■ Items
******************************

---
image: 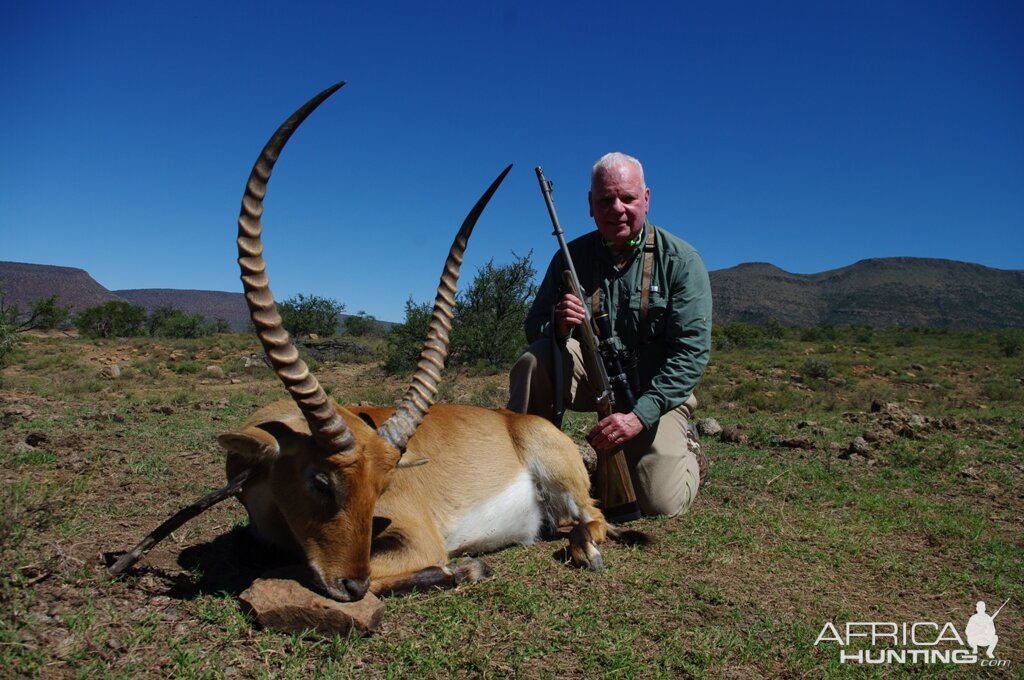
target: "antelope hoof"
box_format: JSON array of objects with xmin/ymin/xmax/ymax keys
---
[
  {"xmin": 569, "ymin": 524, "xmax": 604, "ymax": 571},
  {"xmin": 444, "ymin": 557, "xmax": 494, "ymax": 584}
]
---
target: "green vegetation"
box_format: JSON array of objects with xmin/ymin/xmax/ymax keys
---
[
  {"xmin": 146, "ymin": 307, "xmax": 229, "ymax": 338},
  {"xmin": 0, "ymin": 325, "xmax": 1024, "ymax": 678},
  {"xmin": 384, "ymin": 253, "xmax": 537, "ymax": 374},
  {"xmin": 278, "ymin": 293, "xmax": 345, "ymax": 338},
  {"xmin": 75, "ymin": 300, "xmax": 145, "ymax": 338},
  {"xmin": 345, "ymin": 310, "xmax": 382, "ymax": 338}
]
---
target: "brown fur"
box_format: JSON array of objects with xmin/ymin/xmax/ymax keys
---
[{"xmin": 219, "ymin": 401, "xmax": 614, "ymax": 599}]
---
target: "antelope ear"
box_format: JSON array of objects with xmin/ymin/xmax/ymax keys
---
[{"xmin": 217, "ymin": 427, "xmax": 281, "ymax": 463}]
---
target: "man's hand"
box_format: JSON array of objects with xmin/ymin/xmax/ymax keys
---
[
  {"xmin": 587, "ymin": 413, "xmax": 643, "ymax": 451},
  {"xmin": 555, "ymin": 293, "xmax": 587, "ymax": 338}
]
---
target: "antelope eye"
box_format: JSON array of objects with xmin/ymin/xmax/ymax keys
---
[{"xmin": 308, "ymin": 472, "xmax": 331, "ymax": 496}]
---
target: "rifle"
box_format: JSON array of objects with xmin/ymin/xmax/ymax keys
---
[{"xmin": 536, "ymin": 166, "xmax": 640, "ymax": 523}]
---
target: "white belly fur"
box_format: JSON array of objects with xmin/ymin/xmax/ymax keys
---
[{"xmin": 444, "ymin": 470, "xmax": 544, "ymax": 555}]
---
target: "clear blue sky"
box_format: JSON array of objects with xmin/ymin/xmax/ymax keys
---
[{"xmin": 0, "ymin": 0, "xmax": 1024, "ymax": 321}]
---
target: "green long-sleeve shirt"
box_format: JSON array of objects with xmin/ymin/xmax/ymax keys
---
[{"xmin": 525, "ymin": 222, "xmax": 712, "ymax": 428}]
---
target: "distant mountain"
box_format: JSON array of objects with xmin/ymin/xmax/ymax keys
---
[
  {"xmin": 0, "ymin": 262, "xmax": 121, "ymax": 312},
  {"xmin": 711, "ymin": 257, "xmax": 1024, "ymax": 328},
  {"xmin": 0, "ymin": 257, "xmax": 1024, "ymax": 331},
  {"xmin": 114, "ymin": 288, "xmax": 249, "ymax": 331}
]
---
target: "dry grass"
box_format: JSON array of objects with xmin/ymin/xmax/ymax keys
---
[{"xmin": 0, "ymin": 331, "xmax": 1024, "ymax": 678}]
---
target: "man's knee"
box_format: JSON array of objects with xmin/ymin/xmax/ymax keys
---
[{"xmin": 636, "ymin": 451, "xmax": 700, "ymax": 517}]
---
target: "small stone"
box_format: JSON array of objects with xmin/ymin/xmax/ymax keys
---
[
  {"xmin": 3, "ymin": 403, "xmax": 34, "ymax": 420},
  {"xmin": 696, "ymin": 418, "xmax": 722, "ymax": 436},
  {"xmin": 776, "ymin": 437, "xmax": 814, "ymax": 449},
  {"xmin": 719, "ymin": 427, "xmax": 746, "ymax": 443},
  {"xmin": 25, "ymin": 432, "xmax": 49, "ymax": 447},
  {"xmin": 847, "ymin": 437, "xmax": 871, "ymax": 457},
  {"xmin": 239, "ymin": 565, "xmax": 384, "ymax": 635}
]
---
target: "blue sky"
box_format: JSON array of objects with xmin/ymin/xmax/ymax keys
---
[{"xmin": 0, "ymin": 0, "xmax": 1024, "ymax": 321}]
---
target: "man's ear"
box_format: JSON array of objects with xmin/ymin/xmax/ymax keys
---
[{"xmin": 217, "ymin": 427, "xmax": 281, "ymax": 463}]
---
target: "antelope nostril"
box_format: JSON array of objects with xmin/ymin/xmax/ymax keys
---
[{"xmin": 338, "ymin": 579, "xmax": 370, "ymax": 602}]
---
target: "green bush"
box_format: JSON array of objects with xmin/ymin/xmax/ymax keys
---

******************************

■ Task to complete
Give an exact reproduction of every line, leaving out any picture.

■ Written reply
---
image: 
target: "antelope hoof"
box_format: JSON array of objects with xmin/ymin/xmax/ymax keys
---
[
  {"xmin": 569, "ymin": 524, "xmax": 604, "ymax": 571},
  {"xmin": 444, "ymin": 557, "xmax": 494, "ymax": 584}
]
---
target: "green vegetation"
box_format: JSON array of objects with xmin/ymin/xmax/ymax keys
---
[
  {"xmin": 146, "ymin": 307, "xmax": 229, "ymax": 338},
  {"xmin": 0, "ymin": 325, "xmax": 1024, "ymax": 678},
  {"xmin": 384, "ymin": 253, "xmax": 537, "ymax": 374},
  {"xmin": 278, "ymin": 293, "xmax": 345, "ymax": 338},
  {"xmin": 75, "ymin": 300, "xmax": 145, "ymax": 338},
  {"xmin": 345, "ymin": 310, "xmax": 382, "ymax": 338}
]
---
target: "brown fur"
box_format: JSON array of objects with xmin/ymin/xmax/ymax keys
---
[{"xmin": 219, "ymin": 401, "xmax": 614, "ymax": 599}]
---
target: "antelope ear"
box_format: JSON array of objects with xmin/ymin/xmax/ymax keys
---
[{"xmin": 217, "ymin": 427, "xmax": 281, "ymax": 463}]
---
target: "man's hand"
box_format: JSON array of objects with xmin/ymin/xmax/ymax keys
---
[
  {"xmin": 587, "ymin": 413, "xmax": 643, "ymax": 451},
  {"xmin": 555, "ymin": 293, "xmax": 587, "ymax": 338}
]
---
target: "antelope eye"
box_format: JSON array of objects with xmin/ymin/xmax/ymax keys
---
[{"xmin": 308, "ymin": 472, "xmax": 331, "ymax": 496}]
---
target: "rifle"
box_format: JSON array of objects with xmin/ymin/xmax/ymax keys
---
[{"xmin": 536, "ymin": 166, "xmax": 640, "ymax": 523}]
---
target: "white belly fur"
box_format: JSON array of objects with xmin/ymin/xmax/ymax keys
---
[{"xmin": 444, "ymin": 470, "xmax": 544, "ymax": 555}]
---
target: "clear blue sky"
box_format: JSON array of objects with xmin/ymin/xmax/ymax keys
---
[{"xmin": 0, "ymin": 0, "xmax": 1024, "ymax": 321}]
---
target: "green long-sleeve shirt"
box_format: JSON array of objects with xmin/ymin/xmax/ymax keys
---
[{"xmin": 525, "ymin": 222, "xmax": 712, "ymax": 428}]
---
target: "distant mountain"
box_format: JSON array of objects with xmin/ymin/xmax/ymax keys
---
[
  {"xmin": 0, "ymin": 262, "xmax": 121, "ymax": 312},
  {"xmin": 711, "ymin": 257, "xmax": 1024, "ymax": 328},
  {"xmin": 0, "ymin": 257, "xmax": 1024, "ymax": 331},
  {"xmin": 114, "ymin": 288, "xmax": 249, "ymax": 331}
]
---
target: "dry grass"
box_format: JSON array of objects with xmin/ymin/xmax/ymax keys
---
[{"xmin": 0, "ymin": 331, "xmax": 1024, "ymax": 678}]
---
target: "man's knee"
box_format: JSON array of objects with xmin/ymin/xmax/ymax keys
---
[{"xmin": 636, "ymin": 451, "xmax": 700, "ymax": 517}]
---
target: "small stone"
box_format: JSON array of objects with xmin/ymin/xmax/ymax keys
---
[
  {"xmin": 3, "ymin": 403, "xmax": 34, "ymax": 420},
  {"xmin": 696, "ymin": 418, "xmax": 722, "ymax": 436},
  {"xmin": 776, "ymin": 437, "xmax": 814, "ymax": 449},
  {"xmin": 719, "ymin": 427, "xmax": 746, "ymax": 443},
  {"xmin": 25, "ymin": 432, "xmax": 49, "ymax": 447},
  {"xmin": 847, "ymin": 437, "xmax": 871, "ymax": 457},
  {"xmin": 239, "ymin": 565, "xmax": 384, "ymax": 635}
]
---
target: "blue sky"
box_format: JSON array of objects with xmin/ymin/xmax/ymax keys
---
[{"xmin": 0, "ymin": 0, "xmax": 1024, "ymax": 321}]
---
target: "man's ear"
box_format: JSON array of objects with xmin/ymin/xmax/ymax keys
---
[{"xmin": 217, "ymin": 427, "xmax": 281, "ymax": 463}]
---
target: "antelope nostril"
box_format: JSON array of objects with xmin/ymin/xmax/ymax keys
---
[{"xmin": 338, "ymin": 579, "xmax": 370, "ymax": 602}]
---
target: "green bush"
box_format: JSON array of objects with xmin/ymin/xmax/ymax keys
---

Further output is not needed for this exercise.